(Extracted records)
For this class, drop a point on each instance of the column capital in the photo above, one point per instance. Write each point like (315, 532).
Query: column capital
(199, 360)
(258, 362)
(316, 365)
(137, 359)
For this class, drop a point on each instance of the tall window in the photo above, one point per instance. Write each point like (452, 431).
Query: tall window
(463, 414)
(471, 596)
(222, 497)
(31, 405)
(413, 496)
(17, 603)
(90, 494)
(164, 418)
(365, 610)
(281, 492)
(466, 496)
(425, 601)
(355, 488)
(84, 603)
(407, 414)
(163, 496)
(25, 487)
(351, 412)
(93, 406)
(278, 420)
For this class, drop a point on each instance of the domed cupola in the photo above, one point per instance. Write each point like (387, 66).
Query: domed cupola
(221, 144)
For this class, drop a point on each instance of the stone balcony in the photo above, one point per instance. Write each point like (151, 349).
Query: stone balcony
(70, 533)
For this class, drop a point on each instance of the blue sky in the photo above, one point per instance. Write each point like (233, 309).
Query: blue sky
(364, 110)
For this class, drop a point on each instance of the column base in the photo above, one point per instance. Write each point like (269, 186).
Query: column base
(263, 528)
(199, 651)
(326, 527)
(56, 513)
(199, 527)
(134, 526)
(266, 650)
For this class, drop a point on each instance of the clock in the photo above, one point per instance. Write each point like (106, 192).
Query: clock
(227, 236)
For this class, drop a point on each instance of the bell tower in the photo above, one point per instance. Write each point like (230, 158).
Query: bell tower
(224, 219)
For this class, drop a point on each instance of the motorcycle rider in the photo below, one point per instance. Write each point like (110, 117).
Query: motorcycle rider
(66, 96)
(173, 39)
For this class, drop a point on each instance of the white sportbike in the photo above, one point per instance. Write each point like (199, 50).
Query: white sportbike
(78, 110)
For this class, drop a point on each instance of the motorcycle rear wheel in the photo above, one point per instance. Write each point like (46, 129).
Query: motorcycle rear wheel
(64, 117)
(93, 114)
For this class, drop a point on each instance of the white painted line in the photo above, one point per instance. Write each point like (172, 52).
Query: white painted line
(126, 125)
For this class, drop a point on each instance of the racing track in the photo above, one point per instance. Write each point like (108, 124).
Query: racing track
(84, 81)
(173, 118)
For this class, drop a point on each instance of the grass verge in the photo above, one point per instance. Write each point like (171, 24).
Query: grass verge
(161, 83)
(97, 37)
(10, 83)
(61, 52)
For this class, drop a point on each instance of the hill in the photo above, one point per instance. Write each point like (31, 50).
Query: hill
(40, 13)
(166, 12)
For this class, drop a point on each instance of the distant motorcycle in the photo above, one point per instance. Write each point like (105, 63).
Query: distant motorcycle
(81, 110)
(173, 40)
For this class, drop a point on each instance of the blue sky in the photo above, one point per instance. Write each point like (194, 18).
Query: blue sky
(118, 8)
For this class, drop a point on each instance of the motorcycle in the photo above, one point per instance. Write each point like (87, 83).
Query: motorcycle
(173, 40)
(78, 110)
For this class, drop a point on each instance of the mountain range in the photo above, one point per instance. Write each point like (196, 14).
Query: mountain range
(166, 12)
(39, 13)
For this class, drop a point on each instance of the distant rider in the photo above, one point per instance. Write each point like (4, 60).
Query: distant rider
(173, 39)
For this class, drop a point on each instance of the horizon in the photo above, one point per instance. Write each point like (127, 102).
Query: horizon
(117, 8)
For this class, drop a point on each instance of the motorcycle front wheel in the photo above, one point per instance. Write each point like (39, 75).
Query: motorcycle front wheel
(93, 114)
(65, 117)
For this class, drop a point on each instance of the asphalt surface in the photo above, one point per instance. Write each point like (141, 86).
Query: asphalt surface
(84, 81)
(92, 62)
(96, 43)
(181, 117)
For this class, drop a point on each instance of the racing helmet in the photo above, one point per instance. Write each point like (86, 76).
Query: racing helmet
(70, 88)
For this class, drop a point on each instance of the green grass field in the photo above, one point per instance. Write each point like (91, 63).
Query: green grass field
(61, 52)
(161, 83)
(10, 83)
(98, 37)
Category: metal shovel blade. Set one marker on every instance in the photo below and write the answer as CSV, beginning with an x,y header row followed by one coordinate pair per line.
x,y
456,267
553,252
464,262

...

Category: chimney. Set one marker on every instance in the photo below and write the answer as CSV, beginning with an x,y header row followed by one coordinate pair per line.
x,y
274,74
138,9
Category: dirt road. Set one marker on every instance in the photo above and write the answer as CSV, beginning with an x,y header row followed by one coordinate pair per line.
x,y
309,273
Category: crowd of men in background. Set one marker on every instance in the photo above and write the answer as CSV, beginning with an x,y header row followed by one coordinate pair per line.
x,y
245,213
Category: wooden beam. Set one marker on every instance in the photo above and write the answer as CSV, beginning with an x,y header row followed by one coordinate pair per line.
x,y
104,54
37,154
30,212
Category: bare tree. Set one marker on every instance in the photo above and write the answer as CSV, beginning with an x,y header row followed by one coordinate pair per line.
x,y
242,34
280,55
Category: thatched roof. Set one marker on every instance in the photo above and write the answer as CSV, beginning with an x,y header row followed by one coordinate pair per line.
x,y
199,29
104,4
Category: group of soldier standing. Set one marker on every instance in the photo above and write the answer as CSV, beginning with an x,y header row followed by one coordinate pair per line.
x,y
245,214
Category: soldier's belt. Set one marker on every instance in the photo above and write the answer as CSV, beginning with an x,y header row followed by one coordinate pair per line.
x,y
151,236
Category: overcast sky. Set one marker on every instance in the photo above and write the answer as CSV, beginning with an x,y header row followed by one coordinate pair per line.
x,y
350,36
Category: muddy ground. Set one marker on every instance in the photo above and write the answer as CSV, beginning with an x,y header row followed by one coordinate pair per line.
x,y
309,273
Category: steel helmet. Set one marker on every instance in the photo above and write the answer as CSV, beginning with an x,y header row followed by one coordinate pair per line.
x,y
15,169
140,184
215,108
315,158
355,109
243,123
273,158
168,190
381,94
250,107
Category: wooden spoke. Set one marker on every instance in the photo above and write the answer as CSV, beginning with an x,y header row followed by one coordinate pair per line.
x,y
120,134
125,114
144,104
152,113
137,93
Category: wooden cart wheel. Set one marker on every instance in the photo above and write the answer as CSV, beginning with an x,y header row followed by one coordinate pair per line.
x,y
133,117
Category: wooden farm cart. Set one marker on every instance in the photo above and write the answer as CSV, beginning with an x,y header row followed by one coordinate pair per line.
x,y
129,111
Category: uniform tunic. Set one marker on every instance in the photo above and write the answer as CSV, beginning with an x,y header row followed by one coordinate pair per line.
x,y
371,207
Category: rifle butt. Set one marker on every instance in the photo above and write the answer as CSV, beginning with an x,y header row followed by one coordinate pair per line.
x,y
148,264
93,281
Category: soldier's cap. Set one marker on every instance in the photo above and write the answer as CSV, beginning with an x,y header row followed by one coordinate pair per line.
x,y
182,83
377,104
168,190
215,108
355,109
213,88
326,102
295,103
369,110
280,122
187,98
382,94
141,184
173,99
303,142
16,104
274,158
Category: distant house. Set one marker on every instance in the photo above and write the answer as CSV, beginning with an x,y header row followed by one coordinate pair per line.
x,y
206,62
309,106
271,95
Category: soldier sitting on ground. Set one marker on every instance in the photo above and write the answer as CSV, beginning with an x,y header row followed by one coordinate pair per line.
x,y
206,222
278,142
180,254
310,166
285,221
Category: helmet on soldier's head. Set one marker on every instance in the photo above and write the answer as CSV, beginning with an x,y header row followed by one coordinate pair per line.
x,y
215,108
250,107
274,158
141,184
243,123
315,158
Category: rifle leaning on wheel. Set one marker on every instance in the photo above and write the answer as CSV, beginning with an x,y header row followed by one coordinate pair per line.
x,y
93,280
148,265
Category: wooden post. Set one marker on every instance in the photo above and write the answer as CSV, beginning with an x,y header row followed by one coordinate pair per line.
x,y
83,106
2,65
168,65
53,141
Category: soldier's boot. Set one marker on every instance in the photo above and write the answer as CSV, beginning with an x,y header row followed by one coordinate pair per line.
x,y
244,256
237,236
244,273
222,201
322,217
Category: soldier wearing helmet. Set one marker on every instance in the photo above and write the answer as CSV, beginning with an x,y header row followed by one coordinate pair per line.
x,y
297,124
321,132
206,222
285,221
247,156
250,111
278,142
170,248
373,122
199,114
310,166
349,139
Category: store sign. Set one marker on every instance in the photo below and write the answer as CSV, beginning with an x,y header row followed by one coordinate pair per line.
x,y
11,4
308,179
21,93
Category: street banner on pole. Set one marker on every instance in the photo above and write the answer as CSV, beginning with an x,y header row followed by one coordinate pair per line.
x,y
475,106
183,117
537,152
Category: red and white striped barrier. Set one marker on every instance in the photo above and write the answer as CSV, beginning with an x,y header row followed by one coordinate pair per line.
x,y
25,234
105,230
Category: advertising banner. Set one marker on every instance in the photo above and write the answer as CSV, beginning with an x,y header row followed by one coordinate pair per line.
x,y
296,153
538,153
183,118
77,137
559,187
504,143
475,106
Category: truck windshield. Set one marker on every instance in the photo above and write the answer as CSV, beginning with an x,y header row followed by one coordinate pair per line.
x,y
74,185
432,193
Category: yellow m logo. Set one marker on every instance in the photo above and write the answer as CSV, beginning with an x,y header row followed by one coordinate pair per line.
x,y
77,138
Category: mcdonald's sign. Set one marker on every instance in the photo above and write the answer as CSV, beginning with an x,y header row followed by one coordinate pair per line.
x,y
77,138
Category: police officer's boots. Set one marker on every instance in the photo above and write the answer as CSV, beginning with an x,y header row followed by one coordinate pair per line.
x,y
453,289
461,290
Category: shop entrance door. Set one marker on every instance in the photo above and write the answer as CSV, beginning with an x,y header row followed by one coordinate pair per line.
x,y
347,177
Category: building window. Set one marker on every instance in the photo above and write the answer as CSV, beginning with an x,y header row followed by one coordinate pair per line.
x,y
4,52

* * *

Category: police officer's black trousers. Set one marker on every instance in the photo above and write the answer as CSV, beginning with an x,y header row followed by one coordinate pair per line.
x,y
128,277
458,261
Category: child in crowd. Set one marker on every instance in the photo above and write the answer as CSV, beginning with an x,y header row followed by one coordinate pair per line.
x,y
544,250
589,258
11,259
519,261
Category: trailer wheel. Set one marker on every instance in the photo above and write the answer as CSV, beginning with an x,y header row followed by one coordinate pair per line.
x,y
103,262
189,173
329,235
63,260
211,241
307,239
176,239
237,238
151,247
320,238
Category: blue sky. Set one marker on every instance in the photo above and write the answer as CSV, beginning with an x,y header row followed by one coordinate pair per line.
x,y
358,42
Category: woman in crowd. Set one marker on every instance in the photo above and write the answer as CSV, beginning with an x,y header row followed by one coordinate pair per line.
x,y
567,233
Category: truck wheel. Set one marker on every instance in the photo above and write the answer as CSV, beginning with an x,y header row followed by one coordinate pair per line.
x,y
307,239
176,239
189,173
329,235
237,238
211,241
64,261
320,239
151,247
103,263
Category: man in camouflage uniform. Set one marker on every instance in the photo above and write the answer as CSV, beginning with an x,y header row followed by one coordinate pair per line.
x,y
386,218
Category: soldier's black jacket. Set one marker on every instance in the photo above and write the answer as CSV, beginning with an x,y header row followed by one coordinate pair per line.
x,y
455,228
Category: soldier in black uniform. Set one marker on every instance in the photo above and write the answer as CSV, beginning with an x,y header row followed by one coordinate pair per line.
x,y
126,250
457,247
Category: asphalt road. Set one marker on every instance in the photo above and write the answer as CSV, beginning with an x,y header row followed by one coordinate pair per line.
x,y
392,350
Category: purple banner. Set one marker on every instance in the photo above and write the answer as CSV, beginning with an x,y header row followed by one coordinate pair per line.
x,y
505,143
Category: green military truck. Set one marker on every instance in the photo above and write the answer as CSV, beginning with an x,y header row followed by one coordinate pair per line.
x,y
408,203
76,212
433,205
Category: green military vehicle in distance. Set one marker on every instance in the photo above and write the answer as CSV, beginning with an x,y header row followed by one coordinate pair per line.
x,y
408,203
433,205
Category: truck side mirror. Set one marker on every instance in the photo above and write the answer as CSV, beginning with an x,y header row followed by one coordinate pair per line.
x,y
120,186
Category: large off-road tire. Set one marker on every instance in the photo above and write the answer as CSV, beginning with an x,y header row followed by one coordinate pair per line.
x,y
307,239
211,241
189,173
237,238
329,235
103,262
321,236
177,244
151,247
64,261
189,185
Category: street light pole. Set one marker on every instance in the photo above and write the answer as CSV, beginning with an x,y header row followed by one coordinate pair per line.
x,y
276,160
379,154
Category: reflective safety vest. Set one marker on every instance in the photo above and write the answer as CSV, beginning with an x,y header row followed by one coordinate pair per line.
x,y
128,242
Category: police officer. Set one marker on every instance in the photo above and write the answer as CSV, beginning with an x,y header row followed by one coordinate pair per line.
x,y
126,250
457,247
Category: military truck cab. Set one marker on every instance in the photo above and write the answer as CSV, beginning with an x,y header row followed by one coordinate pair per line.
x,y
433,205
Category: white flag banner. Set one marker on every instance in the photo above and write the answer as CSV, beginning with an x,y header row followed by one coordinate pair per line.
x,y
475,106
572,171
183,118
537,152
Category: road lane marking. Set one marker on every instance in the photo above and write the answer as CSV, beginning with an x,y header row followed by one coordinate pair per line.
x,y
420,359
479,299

Task goal — Extract every line in the items above that contains the word "motorcycle", and copy each of those lines unchanged.

Complete answer —
For this class, drop a point on each instance of the motorcycle rider in the photo below, one point per instance. Write each point like (110, 117).
Query: motorcycle rider
For this class, drop a point on each instance of the motorcycle rear wheel in the photo above, one point per instance. Write each point like (46, 129).
Query: motorcycle rear wheel
For this class, drop a point on each instance of the distant motorcycle in the photo above, one point per instance. Write each point like (105, 63).
Query: distant motorcycle
For this class, drop a point on each instance of the motorcycle in the photo above, one point per instance. Write each point like (87, 83).
Query: motorcycle
For this class, drop a point on each instance of the motorcycle front wheel in the photo above, one point per instance. Write each point like (39, 75).
Query: motorcycle front wheel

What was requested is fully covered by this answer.